> **Activity 1**: From the essay about Jack Frost, render this sentence in Spanish: "The English Jack Frost will nip your nose, cheeks, and ears but nothing worse."
> **Activity 2**: Carry on the essay about Jack Frost from the point where it stops.

BEGIN Passage for review

The tale Jack Frost comes from the nineteenth-century collector Aleksandr Afanas՜ev, now compiled in Russian Fairy Tales. However, different translators have labeled the story Father Frost, or King Frost. In Russia, there is also a Grandfather Frost (Ded Moroz), who is really a Santa figure. All this does not give me much clarity.

As far as origins go, that is no clearer. Just about every mythology has some deity or deities connected to the cold; even sunny Greece (Khione and Boreas). The temptation is to connect Jack Frost with the Viking “Frosti” and his brother “Jokul,” sons of Kari, a wind god. Their names translate to “Frost” and “Icicle.” However, scholars see no connection between them and our Jack Frost.

The spritely Jack Frost that we know appears to have come out of the early nineteenth century. He is elvish and mischievous but not to be feared as is the character of our Russian tale. The English Jack Frost will nip your nose, cheeks, and ears but nothing worse. He is also assigned to paint the leaves on trees with their fall colors. I stumbled across a painting by Maxfield Parrish of Jack Frost at this task, the work labeled as a self-portrait.

Jack Frost often appears in popular culture. For example, L Frank Baum’s The Life and Adventures of Santa Claus (1902). In the 1940s, there was a comic-book series called Jack Frost, put out by Timely Comics, later named Marvel Comics.

There are two movies called Jack Frost. One is a sentimental story about a father who during his lifetime neglected his family. Upon his accidental death, he returns in the form of a snowman named Jack Frost, to help his young son. There are two notable items about the film. Three of Frank Zappa’s children have roles, and it was a box-office bomb, grossing about half of what it cost to produce.

The second production, critically panned but achieving a cult following, was a black-comedy, slasher, direct-to-video film. A serial murderer named Jack Frost is being driven to his execution in the fictional town of Snowmonton, when there is a collision with a “genetics” truck. The genetic material causes Jack’s body, lying in the snow, to mutate into a killer snowman.

Jack Frost 2: Revenge of the Mutant Killer Snowman has a family of ravenous snowmen attacking tourists on a tropical island. The director threatens a third film to be called Jackzilla. So far, we have been spared.

END Passage for review
BEGIN Material shown

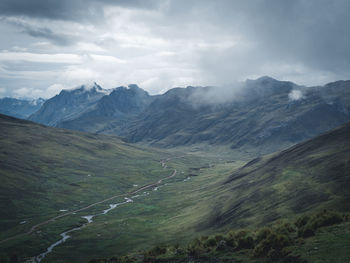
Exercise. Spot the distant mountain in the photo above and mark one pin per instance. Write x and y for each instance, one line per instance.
(69, 104)
(262, 116)
(20, 108)
(120, 106)
(310, 176)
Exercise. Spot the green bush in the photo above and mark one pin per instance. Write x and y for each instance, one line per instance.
(210, 242)
(263, 233)
(302, 221)
(320, 219)
(271, 246)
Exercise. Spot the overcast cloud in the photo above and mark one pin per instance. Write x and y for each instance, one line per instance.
(48, 45)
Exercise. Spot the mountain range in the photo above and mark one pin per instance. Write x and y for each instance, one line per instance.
(261, 116)
(20, 108)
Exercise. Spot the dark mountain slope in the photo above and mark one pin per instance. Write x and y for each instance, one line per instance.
(262, 117)
(69, 104)
(20, 108)
(119, 106)
(308, 176)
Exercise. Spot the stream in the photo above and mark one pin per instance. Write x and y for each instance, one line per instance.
(89, 218)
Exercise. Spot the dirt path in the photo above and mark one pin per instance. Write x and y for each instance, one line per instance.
(35, 227)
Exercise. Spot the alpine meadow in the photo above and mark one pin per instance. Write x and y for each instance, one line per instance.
(174, 131)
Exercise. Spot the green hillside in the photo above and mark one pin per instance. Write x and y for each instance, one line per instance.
(46, 170)
(273, 209)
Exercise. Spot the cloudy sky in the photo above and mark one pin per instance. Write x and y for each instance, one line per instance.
(47, 45)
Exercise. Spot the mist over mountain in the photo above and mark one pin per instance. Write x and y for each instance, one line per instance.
(69, 104)
(262, 115)
(20, 108)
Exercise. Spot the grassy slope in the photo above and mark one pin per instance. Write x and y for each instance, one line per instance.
(311, 175)
(308, 177)
(44, 170)
(305, 177)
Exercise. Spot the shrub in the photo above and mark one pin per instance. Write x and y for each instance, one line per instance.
(210, 242)
(221, 245)
(302, 221)
(321, 219)
(271, 246)
(263, 233)
(306, 231)
(245, 242)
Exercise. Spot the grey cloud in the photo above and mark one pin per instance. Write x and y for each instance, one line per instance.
(73, 10)
(41, 32)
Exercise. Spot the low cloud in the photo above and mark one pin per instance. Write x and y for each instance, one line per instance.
(295, 95)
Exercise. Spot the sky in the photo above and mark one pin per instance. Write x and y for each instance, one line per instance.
(50, 45)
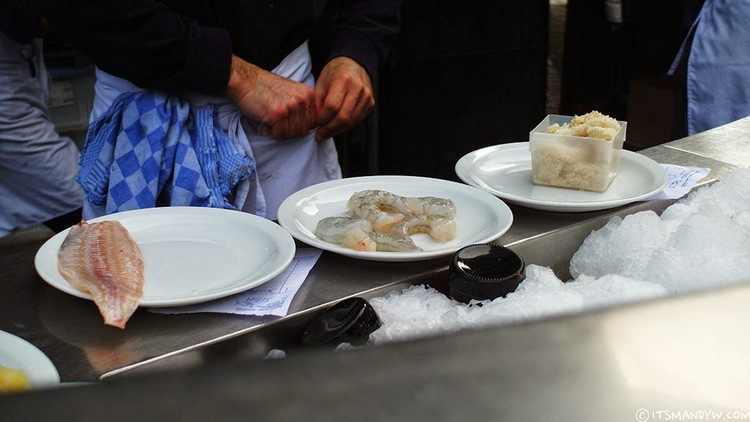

END Material shown

> **Written response 1**: El Jack Frost inglés te pellizcará la nariz, las mejillas y las orejas, pero nada peor.

> **Written response 2**:
I suppose this is a study in what can happen to a popular icon or fairy-tale character. Santa may have started with Saint Nicholas, a third-century Greek who became a bishop in Myra, Turkey. Around him gathered a number of tales about gift giving.

The Dutch version of this saint was Sint Nicolaas, which became SinterKlaus and was anglicized in America to Santa Claus. Clement C. Moore (or was it Henry Livingston Jr. as some suggest) in his Twas the Night Before Christmas, made him a plump, jolly, old elf dressed in fur and driving a miniature sleigh and eight tiny reindeer. Coca-Cola, in 1931, codified Santa as being fully human in size, decked out in a red suit with white trim, bereft of the long cloak of previous Santa illustrations.

I close down my laptop and put it back in the closet. It crossed my mind to Google “Slasher Claus.” I am sure it is out there, but I don’t want to know.

Rather, I settle back in my comfy chair, clearing my mind of all that silliness, and consider the deeper meaning of Christmas by contemplating the star on the top of my tree.

Your thoughts?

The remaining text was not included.